TASK REQUIREMENTS
Find every line in the rows below that contains the string "wall", and copy each of those lines in full. Matching is case-sensitive.

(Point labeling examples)
+ + + + + + +

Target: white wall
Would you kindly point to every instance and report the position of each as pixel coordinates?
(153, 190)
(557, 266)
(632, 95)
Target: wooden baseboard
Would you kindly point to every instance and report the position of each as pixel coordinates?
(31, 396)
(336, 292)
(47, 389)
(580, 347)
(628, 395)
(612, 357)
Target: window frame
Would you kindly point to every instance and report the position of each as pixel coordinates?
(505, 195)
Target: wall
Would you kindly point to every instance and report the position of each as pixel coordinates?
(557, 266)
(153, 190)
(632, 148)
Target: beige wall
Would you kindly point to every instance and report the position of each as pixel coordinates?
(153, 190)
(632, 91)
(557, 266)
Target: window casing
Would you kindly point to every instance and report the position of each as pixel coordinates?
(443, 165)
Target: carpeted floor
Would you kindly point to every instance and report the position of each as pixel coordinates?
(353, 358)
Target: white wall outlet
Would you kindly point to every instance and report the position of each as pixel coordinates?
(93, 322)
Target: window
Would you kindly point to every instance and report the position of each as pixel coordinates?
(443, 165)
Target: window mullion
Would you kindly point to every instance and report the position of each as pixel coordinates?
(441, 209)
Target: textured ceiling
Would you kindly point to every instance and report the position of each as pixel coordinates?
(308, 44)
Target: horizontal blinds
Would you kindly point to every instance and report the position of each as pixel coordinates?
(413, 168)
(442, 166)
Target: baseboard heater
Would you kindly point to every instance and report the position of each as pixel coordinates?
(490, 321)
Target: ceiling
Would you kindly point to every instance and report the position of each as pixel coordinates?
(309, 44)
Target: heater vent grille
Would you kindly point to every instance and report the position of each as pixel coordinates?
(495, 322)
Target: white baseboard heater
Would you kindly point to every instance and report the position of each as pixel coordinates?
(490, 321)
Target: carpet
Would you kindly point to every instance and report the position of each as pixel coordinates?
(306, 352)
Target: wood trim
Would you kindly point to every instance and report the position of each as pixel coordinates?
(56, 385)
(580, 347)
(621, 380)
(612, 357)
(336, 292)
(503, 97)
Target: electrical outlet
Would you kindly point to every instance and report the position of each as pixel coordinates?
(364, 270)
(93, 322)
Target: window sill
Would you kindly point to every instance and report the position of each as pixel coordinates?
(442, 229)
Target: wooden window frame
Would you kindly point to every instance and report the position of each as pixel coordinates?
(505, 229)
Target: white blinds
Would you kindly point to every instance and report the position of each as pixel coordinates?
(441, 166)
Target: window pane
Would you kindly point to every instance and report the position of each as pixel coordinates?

+ + + + + + +

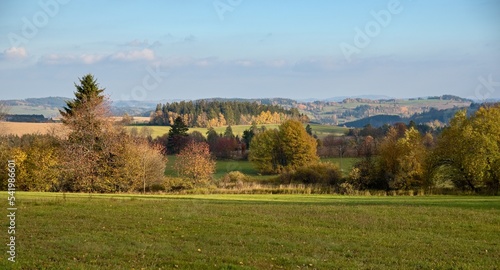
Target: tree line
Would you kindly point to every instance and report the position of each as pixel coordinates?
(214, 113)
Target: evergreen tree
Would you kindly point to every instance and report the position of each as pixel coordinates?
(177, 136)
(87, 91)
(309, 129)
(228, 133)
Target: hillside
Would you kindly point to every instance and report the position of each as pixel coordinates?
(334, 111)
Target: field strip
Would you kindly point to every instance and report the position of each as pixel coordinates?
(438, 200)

+ + + + + + +

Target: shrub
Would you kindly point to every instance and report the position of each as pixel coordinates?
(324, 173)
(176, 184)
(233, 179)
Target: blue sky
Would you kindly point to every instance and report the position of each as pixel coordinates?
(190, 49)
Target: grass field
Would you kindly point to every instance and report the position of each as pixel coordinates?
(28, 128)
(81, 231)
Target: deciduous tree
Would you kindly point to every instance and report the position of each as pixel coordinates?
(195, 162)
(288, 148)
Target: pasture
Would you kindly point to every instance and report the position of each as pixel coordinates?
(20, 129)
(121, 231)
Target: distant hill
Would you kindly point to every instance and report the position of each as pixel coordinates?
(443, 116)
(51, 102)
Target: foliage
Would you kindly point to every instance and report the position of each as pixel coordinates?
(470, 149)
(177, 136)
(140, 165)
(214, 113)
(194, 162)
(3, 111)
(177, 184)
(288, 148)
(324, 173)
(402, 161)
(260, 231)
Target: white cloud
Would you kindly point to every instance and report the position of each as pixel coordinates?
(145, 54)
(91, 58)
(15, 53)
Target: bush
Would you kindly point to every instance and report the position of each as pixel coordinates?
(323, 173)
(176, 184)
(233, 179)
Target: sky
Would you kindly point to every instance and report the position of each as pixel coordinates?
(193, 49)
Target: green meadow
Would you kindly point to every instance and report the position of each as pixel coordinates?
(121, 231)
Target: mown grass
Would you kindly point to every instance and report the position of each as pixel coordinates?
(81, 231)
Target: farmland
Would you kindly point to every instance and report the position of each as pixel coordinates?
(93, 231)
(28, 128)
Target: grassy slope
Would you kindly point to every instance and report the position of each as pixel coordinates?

+ + + + + + +

ANSWER
Target: white wall
Target: wall
Target: beige wall
Target: white wall outlet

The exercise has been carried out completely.